Goal of the exercise » Copy out every item below with each "largest circle" changed to "biggest circle" and nothing else altered. Omit the pictures.

## Start Given records

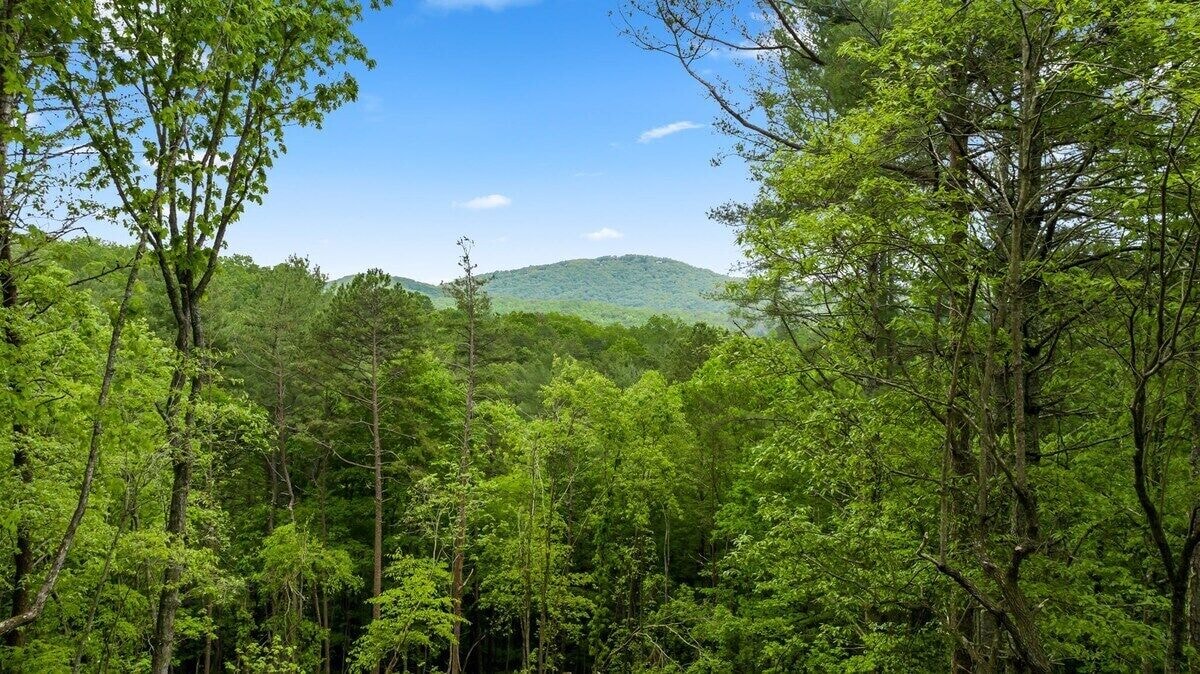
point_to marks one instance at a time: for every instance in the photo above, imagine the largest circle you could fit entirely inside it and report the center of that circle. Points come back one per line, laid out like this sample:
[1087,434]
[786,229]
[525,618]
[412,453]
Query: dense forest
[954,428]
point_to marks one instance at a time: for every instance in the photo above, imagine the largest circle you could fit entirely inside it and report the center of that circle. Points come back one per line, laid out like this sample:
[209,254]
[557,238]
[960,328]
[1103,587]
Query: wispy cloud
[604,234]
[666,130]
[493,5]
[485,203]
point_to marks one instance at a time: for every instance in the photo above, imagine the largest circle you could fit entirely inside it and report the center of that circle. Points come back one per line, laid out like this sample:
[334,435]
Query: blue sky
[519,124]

## End Given records

Solution to this task »
point_to marks one instance at a time: for every instance in the photo above, imagine the biggest circle you could fit entirely inside it and report the center of that circle. Points come back one per line, laid out like this sample:
[1087,434]
[786,229]
[525,618]
[412,453]
Query: dense forest
[954,428]
point_to marks one instance at a time: for every instance in the photo above, imagine the biggest circle you could fit entirely inside it and report the center of that circle. Points come back one per line, laid out like this sample:
[209,254]
[557,238]
[960,328]
[1103,587]
Query: wispy cloud
[604,234]
[666,130]
[493,5]
[485,203]
point_to marks one instance at a time: for every instance in the photo above, imagine the biggest circle you could fit entirely inside it and report the center of that circle. Points come back one per line, laid out like this sample:
[334,435]
Query: blue sky
[519,124]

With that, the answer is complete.